──────── Textauszug ────────

Der besondere Fall mit CME

Weichteilmyxom ohne knöcherne Beteiligung

Fabia Siegberg
,
Peer W. Kämmerer
,
Daniel G. E. Thiem
Im März 2021 erschien im Leitlinienprogramm Onkologie eine aktualisierte Fassung der S3-Leitlinie „Diagnostik und Therapie des Mundhöhlenkarzinoms“. Danach sollen alle Patienten mit einer mehr als zwei Wochen bestehenden unklaren Schleimhautveränderung unverzüglich zur Abklärung an einen Spezialisten überwiesen werden. Bei Verdacht auf eine Vorläuferläsion muss eine histologische Untersuchung hinsichtlich der Dignität erfolgen. Nach diesen Grundsätzen handelte auch der Zahnarzt bei diesem Patientinnenfall.

Mit einer Mundschleimhautveränderung im dritten Quadranten wurde eine 34-jährige Patientin im Juni 2021 nach Überweisung durch ihren Hauszahnarzt in der Ambulanz der Klinik für Zahn-, Mund- und Kieferkrankheiten in Mainz vorstellig.

──────── Datenauszug ────────

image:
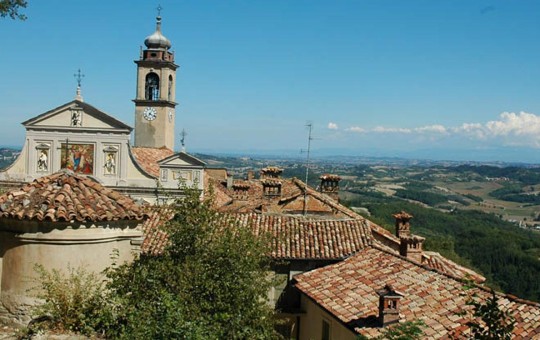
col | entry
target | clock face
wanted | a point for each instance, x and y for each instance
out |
(150, 113)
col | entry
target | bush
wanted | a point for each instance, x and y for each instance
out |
(73, 302)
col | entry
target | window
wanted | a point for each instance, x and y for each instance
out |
(152, 86)
(325, 334)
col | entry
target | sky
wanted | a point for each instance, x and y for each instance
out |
(445, 79)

────────

Aufgabenstellung -
(a) Schreiben Sie aus dem Fallbericht alles von „Weichteilmyxom ohne knöcherne“ bis hinunter zu „in Mainz vorstellig.“ wortgetreu ab.
(b) Beantworten Sie anhand des Fallberichts die folgenden Fragen:
(i) In welchem Monat und Jahr erschien die aktualisierte Fassung der S3-Leitlinie „Diagnostik und Therapie des Mundhöhlenkarzinoms“?
(ii) Wie alt war die Patientin bei ihrer Vorstellung in der Ambulanz?
(iii) In welchem Quadranten befand sich die Mundschleimhautveränderung?

Lösungen -
(a)
Weichteilmyxom ohne knöcherne Beteiligung

Fabia Siegberg
,
Peer W. Kämmerer
,
Daniel G. E. Thiem
Im März 2021 erschien im Leitlinienprogramm Onkologie eine aktualisierte Fassung der S3-Leitlinie „Diagnostik und Therapie des Mundhöhlenkarzinoms“. Danach sollen alle Patienten mit einer mehr als zwei Wochen bestehenden unklaren Schleimhautveränderung unverzüglich zur Abklärung an einen Spezialisten überwiesen werden. Bei Verdacht auf eine Vorläuferläsion muss eine histologische Untersuchung hinsichtlich der Dignität erfolgen. Nach diesen Grundsätzen handelte auch der Zahnarzt bei diesem Patientinnenfall.

Mit einer Mundschleimhautveränderung im dritten Quadranten wurde eine 34-jährige Patientin im Juni 2021 nach Überweisung durch ihren Hauszahnarzt in der Ambulanz der Klinik für Zahn-, Mund- und Kieferkrankheiten in Mainz vorstellig.

(b)
(i) Im März 2021.
(ii) 34 Jahre.
(iii) Im dritten Quadranten.